= Selected excerpt =
Dirty D- Maniac friend from high school. Lives outside of Milwaukee now, away from most friends and family. Pregnant. Keeping it. That kid is gonna be jacked in the head.

Friend- Single again and ready to mingle after quite the Alanis Morisette break-up

Blondie- unemployed going on a month now with no end in sight.

Fratastic- Big interview for a job in the Big Ap (could be leaving us if he gets it). Discovered his massive collection of Phish CDs, which poses a challenge to the whole fratastic persona


Ghetto Jew- around all the time even though he doesn't live with us. Sneakers up the waz.


?- maybe moving. Blondie doens't seem to mind.


Metro- hands down his pants all the time. Aloof. Don't know what's wrong with him these days.

Tuesday, July 3, 2007

Yeung Fong/ Savemore/ KFC

The triumvirate of unaccomodating, poorly run, borderline dangerous food places that flank my neighborhood.

Yeung Fong- The Chinese place across the street. I went there a lot when I first moved here, but then tapered off, realizing how bland and rubbery their food tastes. The General Tso's chicken tastes remarkably similar to the sesame chicken...and to the sweet and sour chicken...and every other chicken dish they have. Their sauces taste unnaturally gooey...to the point where I am questioning what it is that I'm eating. Their spring rolls are pretty money, though, although I guess it would be pretty hard to fuck those up. They also have a myriad of other things on their menu that I would be terrified to try, such as gyros, crab cakes, buffalo wings, fish sticks and God knows what else.

= Exercise requirements =
a) In the blog post, which food from the Chinese place across the street does the writer praise?
b) Write out the blog post's passage starting at "Yeung Fong- The" and ending at "knows what else.", and swap "sesame chicken" for "orange chicken".
The records have nothing to do with the blog post.

= Data lines =
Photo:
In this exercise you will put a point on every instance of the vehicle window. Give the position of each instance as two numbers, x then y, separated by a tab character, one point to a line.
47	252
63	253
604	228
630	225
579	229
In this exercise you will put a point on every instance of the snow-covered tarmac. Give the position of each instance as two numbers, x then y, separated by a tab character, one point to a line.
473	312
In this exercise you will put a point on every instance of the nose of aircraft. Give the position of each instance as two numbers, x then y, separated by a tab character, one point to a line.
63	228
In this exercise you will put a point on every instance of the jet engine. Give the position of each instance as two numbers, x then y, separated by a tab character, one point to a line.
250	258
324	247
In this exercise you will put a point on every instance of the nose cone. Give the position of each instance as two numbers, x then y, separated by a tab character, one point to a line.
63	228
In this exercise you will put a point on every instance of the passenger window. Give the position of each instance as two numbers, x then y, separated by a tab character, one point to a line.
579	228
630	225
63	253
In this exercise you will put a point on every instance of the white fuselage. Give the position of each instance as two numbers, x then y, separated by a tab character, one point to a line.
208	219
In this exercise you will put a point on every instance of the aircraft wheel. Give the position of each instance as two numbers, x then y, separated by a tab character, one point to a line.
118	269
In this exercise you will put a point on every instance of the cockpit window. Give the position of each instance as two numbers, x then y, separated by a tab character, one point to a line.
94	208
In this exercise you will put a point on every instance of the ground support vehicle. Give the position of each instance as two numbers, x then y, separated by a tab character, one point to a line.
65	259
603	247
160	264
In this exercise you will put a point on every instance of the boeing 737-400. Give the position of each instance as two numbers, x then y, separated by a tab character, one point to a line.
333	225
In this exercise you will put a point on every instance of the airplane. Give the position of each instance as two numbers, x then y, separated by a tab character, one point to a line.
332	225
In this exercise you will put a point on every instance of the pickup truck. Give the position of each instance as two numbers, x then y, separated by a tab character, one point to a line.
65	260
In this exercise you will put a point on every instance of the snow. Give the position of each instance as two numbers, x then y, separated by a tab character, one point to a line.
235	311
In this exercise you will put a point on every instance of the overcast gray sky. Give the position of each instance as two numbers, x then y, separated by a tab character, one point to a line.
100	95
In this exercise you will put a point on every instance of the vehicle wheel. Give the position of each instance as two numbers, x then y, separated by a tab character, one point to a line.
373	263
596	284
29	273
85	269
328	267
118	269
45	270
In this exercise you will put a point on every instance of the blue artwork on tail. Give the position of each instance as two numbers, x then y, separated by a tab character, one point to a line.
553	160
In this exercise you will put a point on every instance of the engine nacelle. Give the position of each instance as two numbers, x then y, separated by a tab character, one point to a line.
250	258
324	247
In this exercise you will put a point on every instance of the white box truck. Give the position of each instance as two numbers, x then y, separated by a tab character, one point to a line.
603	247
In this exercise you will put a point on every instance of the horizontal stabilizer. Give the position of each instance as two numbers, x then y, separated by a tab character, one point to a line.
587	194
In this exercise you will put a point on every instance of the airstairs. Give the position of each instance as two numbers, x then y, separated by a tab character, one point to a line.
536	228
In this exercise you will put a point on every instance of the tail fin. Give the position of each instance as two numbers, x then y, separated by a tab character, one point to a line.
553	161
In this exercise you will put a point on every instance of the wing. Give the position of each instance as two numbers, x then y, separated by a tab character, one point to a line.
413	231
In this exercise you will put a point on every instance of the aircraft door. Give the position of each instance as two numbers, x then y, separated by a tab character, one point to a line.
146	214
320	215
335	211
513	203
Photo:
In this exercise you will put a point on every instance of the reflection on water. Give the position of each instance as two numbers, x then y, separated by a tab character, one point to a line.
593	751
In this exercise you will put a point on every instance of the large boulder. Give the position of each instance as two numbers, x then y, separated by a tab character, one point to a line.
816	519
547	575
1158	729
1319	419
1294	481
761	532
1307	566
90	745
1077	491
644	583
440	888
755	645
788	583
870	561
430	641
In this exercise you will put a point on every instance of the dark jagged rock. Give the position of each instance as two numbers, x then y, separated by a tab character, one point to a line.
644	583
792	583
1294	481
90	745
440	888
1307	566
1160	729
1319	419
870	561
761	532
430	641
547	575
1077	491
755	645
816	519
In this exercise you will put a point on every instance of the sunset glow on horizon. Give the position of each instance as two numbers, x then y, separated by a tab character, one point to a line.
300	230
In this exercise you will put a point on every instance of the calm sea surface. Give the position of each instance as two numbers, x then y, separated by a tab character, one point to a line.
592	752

= Per-task answers =
a) The spring rolls.

b)
Yeung Fong- The Chinese place across the street. I went there a lot when I first moved here, but then tapered off, realizing how bland and rubbery their food tastes. The General Tso's chicken tastes remarkably similar to the orange chicken...and to the sweet and sour chicken...and every other chicken dish they have. Their sauces taste unnaturally gooey...to the point where I am questioning what it is that I'm eating. Their spring rolls are pretty money, though, although I guess it would be pretty hard to fuck those up. They also have a myriad of other things on their menu that I would be terrified to try, such as gyros, crab cakes, buffalo wings, fish sticks and God knows what else.